Par son ton mi-pédagogique mi incisif, par la variété des thématiques qu’il embrasse, Le monde nazi des historiens Johann Chapoutot, Christian Ingrao et Nicolas Patin se présente comme une vaste mise au point historiographique. Les auteurs disent en effet appartenir à la « quatrième vague de recherche », moins centrée sur les ressorts événementiels et institutionnels que les deux premières (années 1950-1960 et 1970-1980), et dans la continuité de la précédente (années 1990), axée sur une échelle européenne, tout en se penchant plus spécifiquement sur « les facteurs de cohésion de la société nazie ». Comme toute périodisation, celle qu’ils proposent est discutable, et peut-être l’est-elle en premier lieu par comparaison avec l’un de ces « travaux exceptionnels et pionniers », comme ils les désignent, écrit non pas après mais pendant l’ère nazie : Béhémoth, de Franz Neumann, qui vient justement d’être réédité.
Juriste de formation et conseil des syndicats sous Weimar, Neumann échappa de justesse à la vague d’arrestations lancées par les nazis au lendemain des célébrations du 1er mai 1933, qu’ils avaient captées à leur profit afin de mieux démanteler les réseaux syndicaux allemands le jour suivant, expliquent les auteurs du Monde nazi. Un temps réfugié au Royaume-Uni, c’est au sein de l’Institut de recherche sociale que dirige alors à New York Max Horkheimer, lui aussi exilé juif allemand, que Neumann entreprend la rédaction du premier ouvrage d’analyse systématique du national-socialisme, qu’il nomme d’après ce monstre jumeau du Léviathan qu’est le Béhémoth dans la tradition eschatologique juive qu’en d’autres « sombres temps » Hobbes avait associé au spectre de la guerre civile. « Comme nous considérons que le national-socialisme est – ou tend à devenir – un non-État, un chaos », explicite Neumann dans une note liminaire, « il nous semble approprié d’appeler le système national-socialiste Le Béhémoth. »
Il s’agit en réalité d’une conclusion. Avant d’y parvenir, son auteur a étudié tous les aspects – juridiques, bien sûr, mais aussi politiques, économiques, sociaux, rhétoriques… – ayant concouru à l’engendrement du monstre, d’où le sous-titre qu’il donne à Béhémoth : Structure et pratique du national-socialisme. L’ambition que nourrit Neumann de produire un examen total d’un phénomène qu’il est l’un des premiers observateurs extérieurs à qualifier de totalitaire fut poursuivie après sa mort soudaine en 1954 par l’un de ses étudiants à l’université de Columbia où il enseignait au début des années 1950 : Raul Hilberg, qui publia en 1961 sa propre thèse sous le titre La destruction des Juifs d’Europe (traduit en français en 1988). Aussi doit-on à Neumann d’avoir compris que l’État nazi reposait structurellement sur une mise en concurrence de ses différentes administrations et de ses innombrables agents, et à Hilberg d’avoir étendu cette compréhension au processus de mise en œuvre du génocide lui-même, en sorte que, dans les deux cas, « de cette friction permanente, émerge toujours la solution la plus radicale, rapide et brutale », ainsi que le relèvent encore aujourd’hui les auteurs du Monde nazi.

• Lignes de données

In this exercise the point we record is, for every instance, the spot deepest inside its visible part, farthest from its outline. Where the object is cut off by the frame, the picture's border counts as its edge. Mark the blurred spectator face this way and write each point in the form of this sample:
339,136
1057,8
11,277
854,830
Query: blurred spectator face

• Consignes
1) Dans le texte extrait, en quelle année Raul Hilberg a-t-il publié sa thèse ?
2) Affichez chaque ligne des enregistrements qui contient la chaîne « spectator ».

• Réponses complètes
1) En 1961.

2)
In this exercise the point we record is, for every instance, the spot deepest inside its visible part, farthest from its outline. Where the object is cut off by the frame, the picture's border counts as its edge. Mark the blurred spectator face this way and write each point in the form of this sample:
Query: blurred spectator face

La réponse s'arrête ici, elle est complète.